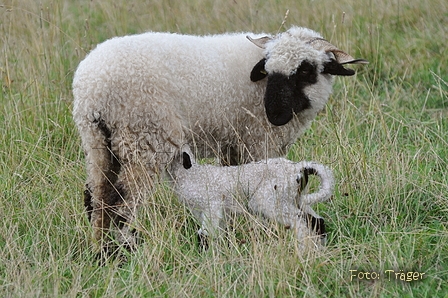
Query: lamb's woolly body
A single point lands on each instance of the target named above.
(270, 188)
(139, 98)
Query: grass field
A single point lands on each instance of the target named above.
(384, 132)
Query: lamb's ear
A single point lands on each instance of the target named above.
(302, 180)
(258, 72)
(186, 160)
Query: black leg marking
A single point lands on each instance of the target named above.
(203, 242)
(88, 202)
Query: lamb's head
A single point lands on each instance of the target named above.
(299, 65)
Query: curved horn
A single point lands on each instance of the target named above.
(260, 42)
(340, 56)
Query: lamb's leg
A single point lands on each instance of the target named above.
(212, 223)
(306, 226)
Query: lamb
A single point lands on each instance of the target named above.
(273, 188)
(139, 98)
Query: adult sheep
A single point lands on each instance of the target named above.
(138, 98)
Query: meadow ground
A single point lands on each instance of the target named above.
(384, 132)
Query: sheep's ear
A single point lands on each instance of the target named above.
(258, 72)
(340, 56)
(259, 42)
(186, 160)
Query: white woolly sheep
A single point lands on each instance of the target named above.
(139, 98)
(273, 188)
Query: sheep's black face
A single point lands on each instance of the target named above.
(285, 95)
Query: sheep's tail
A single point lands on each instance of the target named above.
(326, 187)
---
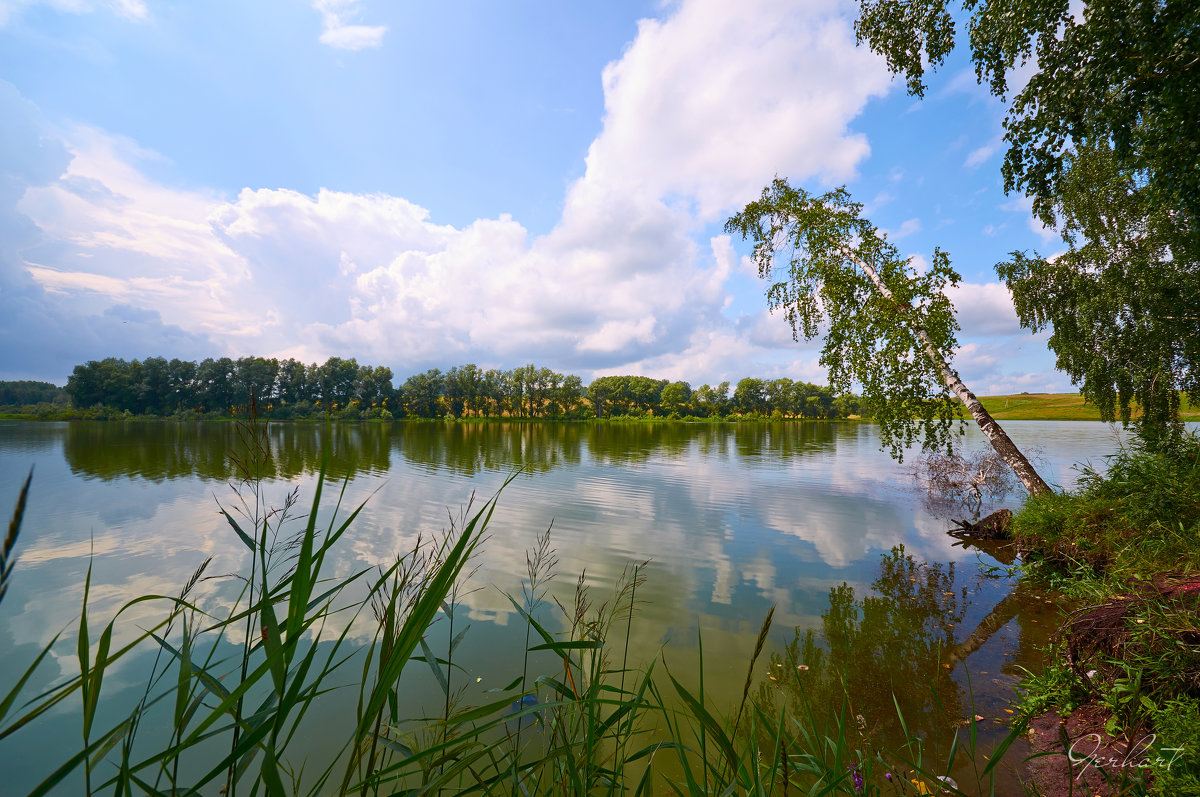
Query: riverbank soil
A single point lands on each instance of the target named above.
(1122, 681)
---
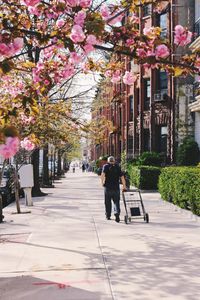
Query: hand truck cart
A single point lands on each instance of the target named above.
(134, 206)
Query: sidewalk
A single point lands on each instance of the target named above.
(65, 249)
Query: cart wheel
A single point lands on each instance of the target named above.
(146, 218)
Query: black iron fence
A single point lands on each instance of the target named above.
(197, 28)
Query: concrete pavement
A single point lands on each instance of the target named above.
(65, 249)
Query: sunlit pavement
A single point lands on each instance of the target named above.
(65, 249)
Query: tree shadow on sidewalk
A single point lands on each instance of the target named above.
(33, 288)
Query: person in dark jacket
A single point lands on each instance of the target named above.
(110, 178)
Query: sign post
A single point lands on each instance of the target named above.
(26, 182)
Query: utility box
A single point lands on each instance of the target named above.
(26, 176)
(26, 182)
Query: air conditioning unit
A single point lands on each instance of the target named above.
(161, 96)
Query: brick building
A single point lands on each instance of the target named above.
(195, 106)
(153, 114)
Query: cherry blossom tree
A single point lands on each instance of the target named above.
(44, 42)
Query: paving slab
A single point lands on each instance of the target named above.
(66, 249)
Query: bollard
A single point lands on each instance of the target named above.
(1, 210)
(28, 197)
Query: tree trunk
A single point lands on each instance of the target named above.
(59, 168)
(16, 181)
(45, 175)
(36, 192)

## WHAT THIS TASK INVOLVES
What is needed is every line of the records that contains the word "tree".

## SOLUTION
Query: tree shadow on sidewalk
Query: cherry blossom tree
Query: tree trunk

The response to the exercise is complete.